%%
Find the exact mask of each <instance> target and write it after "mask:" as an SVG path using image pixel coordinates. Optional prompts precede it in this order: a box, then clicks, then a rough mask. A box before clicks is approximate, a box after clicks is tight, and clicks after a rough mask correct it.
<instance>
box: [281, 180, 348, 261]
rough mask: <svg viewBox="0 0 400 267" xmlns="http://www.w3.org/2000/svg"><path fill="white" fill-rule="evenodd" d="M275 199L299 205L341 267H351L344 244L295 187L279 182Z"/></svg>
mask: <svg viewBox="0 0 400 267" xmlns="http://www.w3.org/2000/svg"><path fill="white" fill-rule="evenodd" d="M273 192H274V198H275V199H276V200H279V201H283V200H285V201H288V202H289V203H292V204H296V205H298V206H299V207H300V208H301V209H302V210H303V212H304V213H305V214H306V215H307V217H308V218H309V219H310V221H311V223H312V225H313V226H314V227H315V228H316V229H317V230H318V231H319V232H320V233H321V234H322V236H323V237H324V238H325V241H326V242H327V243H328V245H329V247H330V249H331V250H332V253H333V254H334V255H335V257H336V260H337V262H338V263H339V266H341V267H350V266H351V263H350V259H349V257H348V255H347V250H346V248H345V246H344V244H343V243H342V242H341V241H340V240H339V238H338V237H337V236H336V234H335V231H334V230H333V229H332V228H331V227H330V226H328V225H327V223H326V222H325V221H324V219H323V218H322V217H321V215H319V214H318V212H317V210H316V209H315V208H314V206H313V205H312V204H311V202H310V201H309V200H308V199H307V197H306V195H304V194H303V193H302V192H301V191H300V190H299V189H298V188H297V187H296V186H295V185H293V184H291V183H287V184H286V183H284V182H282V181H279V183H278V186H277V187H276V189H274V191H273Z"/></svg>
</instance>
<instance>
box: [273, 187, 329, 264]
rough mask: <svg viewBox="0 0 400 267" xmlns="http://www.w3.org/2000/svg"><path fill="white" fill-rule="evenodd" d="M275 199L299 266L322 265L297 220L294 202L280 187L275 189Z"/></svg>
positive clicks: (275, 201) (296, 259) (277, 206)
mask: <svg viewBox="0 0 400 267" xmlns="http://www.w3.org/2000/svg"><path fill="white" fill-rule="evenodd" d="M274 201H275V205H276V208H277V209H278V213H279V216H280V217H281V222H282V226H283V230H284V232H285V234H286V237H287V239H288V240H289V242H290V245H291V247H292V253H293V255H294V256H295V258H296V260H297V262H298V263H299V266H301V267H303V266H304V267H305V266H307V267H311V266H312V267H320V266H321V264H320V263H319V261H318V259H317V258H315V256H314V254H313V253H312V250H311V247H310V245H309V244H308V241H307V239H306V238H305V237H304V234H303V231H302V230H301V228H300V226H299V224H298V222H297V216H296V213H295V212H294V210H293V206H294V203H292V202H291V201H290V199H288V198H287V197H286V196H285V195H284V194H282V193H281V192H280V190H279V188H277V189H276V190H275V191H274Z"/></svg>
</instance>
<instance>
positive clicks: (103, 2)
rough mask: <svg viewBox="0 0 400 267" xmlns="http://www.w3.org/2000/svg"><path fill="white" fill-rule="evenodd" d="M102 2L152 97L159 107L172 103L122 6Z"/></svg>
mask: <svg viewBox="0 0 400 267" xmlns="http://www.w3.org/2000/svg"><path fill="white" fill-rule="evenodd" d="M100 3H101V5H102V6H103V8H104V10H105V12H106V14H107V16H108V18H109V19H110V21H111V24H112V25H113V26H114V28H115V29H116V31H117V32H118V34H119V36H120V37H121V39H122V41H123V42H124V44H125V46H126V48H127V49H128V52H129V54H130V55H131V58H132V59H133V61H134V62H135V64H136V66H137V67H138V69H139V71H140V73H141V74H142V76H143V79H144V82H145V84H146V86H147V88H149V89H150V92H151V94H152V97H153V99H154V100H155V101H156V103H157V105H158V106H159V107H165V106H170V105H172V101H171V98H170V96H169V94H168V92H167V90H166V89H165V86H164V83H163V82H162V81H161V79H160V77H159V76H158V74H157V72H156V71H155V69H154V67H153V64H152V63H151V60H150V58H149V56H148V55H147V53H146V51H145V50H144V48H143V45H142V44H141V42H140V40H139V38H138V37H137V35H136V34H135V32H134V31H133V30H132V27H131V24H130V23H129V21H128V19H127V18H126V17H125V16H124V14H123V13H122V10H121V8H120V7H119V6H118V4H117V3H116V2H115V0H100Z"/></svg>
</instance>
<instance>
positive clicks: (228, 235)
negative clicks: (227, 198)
%%
◆ **What is required**: Reproduce the material above, keeping every line intact.

◆ **Output**:
Find the exact mask of each <instance> target and write it after "mask:" as an SVG path using image pixel coordinates. Optional prompts precede it in this order: a box, then clicks, then a rough mask. A box before clicks is approximate, a box after clicks is tight, and clicks after a rough mask correct it.
<instance>
box: [281, 180, 348, 261]
rough mask: <svg viewBox="0 0 400 267" xmlns="http://www.w3.org/2000/svg"><path fill="white" fill-rule="evenodd" d="M275 199L299 205L341 267H351L344 244L295 187L279 182Z"/></svg>
mask: <svg viewBox="0 0 400 267" xmlns="http://www.w3.org/2000/svg"><path fill="white" fill-rule="evenodd" d="M273 192H274V198H275V199H276V200H279V201H283V200H285V201H288V202H289V203H292V204H296V205H298V206H299V207H300V208H301V209H302V210H303V212H304V213H305V214H306V215H307V217H308V218H309V219H310V221H311V223H312V225H313V226H314V227H315V228H316V229H317V230H318V231H319V232H320V233H321V234H322V236H323V237H324V238H325V241H326V242H327V243H328V245H329V247H330V249H331V250H332V253H333V254H334V255H335V257H336V260H337V262H338V263H339V266H341V267H350V266H351V263H350V259H349V257H348V255H347V250H346V248H345V246H344V244H343V243H342V242H341V241H340V240H339V238H338V237H337V236H336V234H335V231H334V230H333V229H332V228H331V227H330V226H328V225H327V223H326V222H325V221H324V219H323V218H322V217H321V215H319V214H318V212H317V210H316V209H315V208H314V206H313V205H312V204H311V202H310V201H309V200H308V199H307V197H306V195H304V194H303V193H302V192H301V191H300V190H299V189H298V188H297V187H296V186H295V185H293V184H291V183H287V184H286V183H284V182H282V181H279V183H278V186H277V187H276V189H274V191H273Z"/></svg>
</instance>
<instance>
box: [273, 187, 329, 264]
rough mask: <svg viewBox="0 0 400 267" xmlns="http://www.w3.org/2000/svg"><path fill="white" fill-rule="evenodd" d="M275 199L299 266L322 265L297 220L294 202L280 187L275 189Z"/></svg>
positive clicks: (275, 201) (296, 259) (277, 206)
mask: <svg viewBox="0 0 400 267" xmlns="http://www.w3.org/2000/svg"><path fill="white" fill-rule="evenodd" d="M274 201H275V205H276V208H277V209H278V213H279V216H280V217H281V222H282V226H283V230H284V232H285V234H286V237H287V239H288V240H289V242H290V245H291V247H292V253H293V255H294V256H295V258H296V260H297V262H298V263H299V266H301V267H303V266H304V267H305V266H307V267H311V266H312V267H320V266H321V264H320V263H319V261H318V259H317V258H315V256H314V254H313V253H312V250H311V247H310V245H309V244H308V241H307V239H306V238H305V237H304V234H303V231H302V230H301V228H300V226H299V224H298V222H297V216H296V213H295V212H294V210H293V206H294V203H292V202H291V201H290V199H288V198H287V197H286V196H285V195H284V194H282V193H281V192H280V190H279V188H277V189H276V190H275V191H274Z"/></svg>
</instance>
<instance>
positive clicks: (103, 2)
rough mask: <svg viewBox="0 0 400 267" xmlns="http://www.w3.org/2000/svg"><path fill="white" fill-rule="evenodd" d="M102 2L152 97L159 107L172 103L122 6Z"/></svg>
mask: <svg viewBox="0 0 400 267" xmlns="http://www.w3.org/2000/svg"><path fill="white" fill-rule="evenodd" d="M100 3H101V5H102V6H103V8H104V10H105V12H106V14H107V16H108V18H109V19H110V21H111V24H112V25H113V26H114V28H115V29H116V31H117V32H118V34H119V36H120V37H121V39H122V41H123V42H124V44H125V46H126V48H127V49H128V52H129V54H130V55H131V58H132V59H133V61H134V62H135V64H136V66H137V67H138V69H139V71H140V73H141V74H142V76H143V79H144V82H145V84H146V86H147V88H149V89H150V92H151V94H152V97H153V99H154V100H155V101H156V103H157V105H158V106H159V107H165V106H170V105H172V101H171V98H170V96H169V94H168V92H167V90H166V89H165V86H164V83H163V82H162V81H161V79H160V77H159V76H158V74H157V72H156V71H155V69H154V67H153V64H152V63H151V60H150V58H149V56H148V55H147V53H146V51H145V50H144V48H143V45H142V44H141V42H140V40H139V38H138V37H137V35H136V34H135V32H134V31H133V30H132V27H131V24H130V23H129V21H128V19H127V18H126V17H125V16H124V14H123V13H122V10H121V8H120V7H119V6H118V4H117V3H116V2H115V0H100Z"/></svg>
</instance>
<instance>
positive clicks: (228, 235)
negative clicks: (227, 198)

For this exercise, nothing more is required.